▶ [What to do]
Please rewrite the passage on five-hour interviews between "So you’ve landed" and "on the company.", inclusive, replacing "prospective employer" with "potential employer".

▶ [Passage shown]
((

So you’ve landed the big interview, only to find out that you’ll be interviewed for FIVE hours. You wonder, “Is this normal!?” The answer is yes, and you may sometimes be in for an entire day if the prospective employer deems it necessary.
Interviews which last for several hours are typically conducted by Fortune 500 and other progressive companies. For busy executives with packed schedules, it often makes the best sense to select a single day of interviewing and involve all parties. The company schedules blocks of time where each interviewer can ask the job candidate a series of questions pertaining to their particular role at the company. If this happens to you, know that the amount of time that your interview will be conducted for of course depends on the company.
Here are some career tips for surviving the 5-hour interview, and landing that job:
Be on the lookout for email updates leading up to the interview.
These days, email plays a huge part in most everything we do. That includes keeping in touch with the hiring manager who will be your temporary contact during the prospecting phase. First, be sure that this person’s email address has been saved to your address book (and doesn’t go into your spam folder) so you won’t miss a correspondence. Second, make a mental note of their email address (it may come from a hiring company outside of the one you’re applying with). Third, keep a watchful eye on your email inbox in case you are sent instructions, dates and times, schedules, driving directions, and other important information that may need your immediate attention. When the interview day finally comes, you want to make sure that nothing was overlooked in error.
Get your paperwork in order.
The same corporations which conduct such “marathon” interviews are also the ones which do meticulous background checks on their potential employees. Not only will you be asked for a resume, but you will likely be given a short stack of papers to fill out. You will be expected to reveal proof of identity and educational degrees/certification, background information, complete work history, and other pertinent details. Some companies prefer to assign you this task prior to the actual day of the interview, so you will have ample time to gather any necessary identification or documentation. While you’re at it, double-check your resume for typos, and print several copies to hand out on the day of your interview. Bring along more than you think you need, just in case.

))

▶ [Data provided]
((

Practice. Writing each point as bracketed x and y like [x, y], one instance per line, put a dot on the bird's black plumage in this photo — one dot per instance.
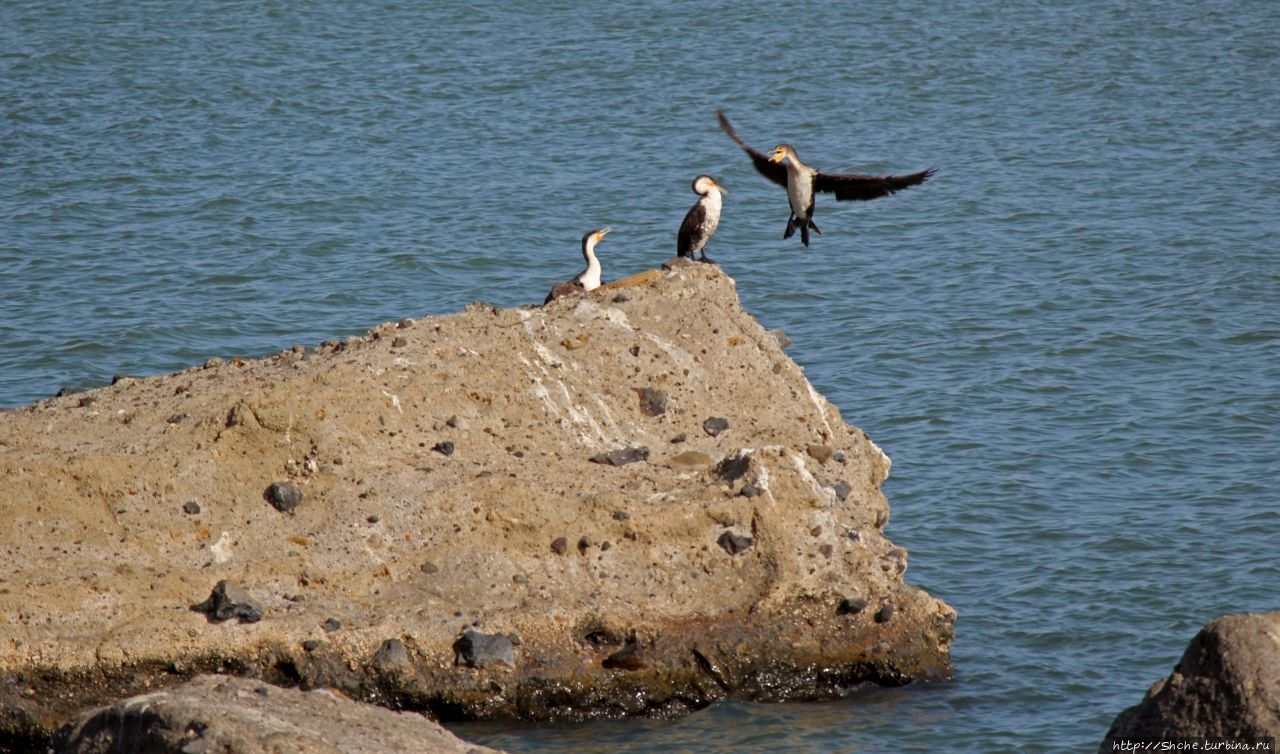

))

▶ [Output for this exercise]
So you’ve landed the big interview, only to find out that you’ll be interviewed for FIVE hours. You wonder, “Is this normal!?” The answer is yes, and you may sometimes be in for an entire day if the potential employer deems it necessary.
Interviews which last for several hours are typically conducted by Fortune 500 and other progressive companies. For busy executives with packed schedules, it often makes the best sense to select a single day of interviewing and involve all parties. The company schedules blocks of time where each interviewer can ask the job candidate a series of questions pertaining to their particular role at the company. If this happens to you, know that the amount of time that your interview will be conducted for of course depends on the company.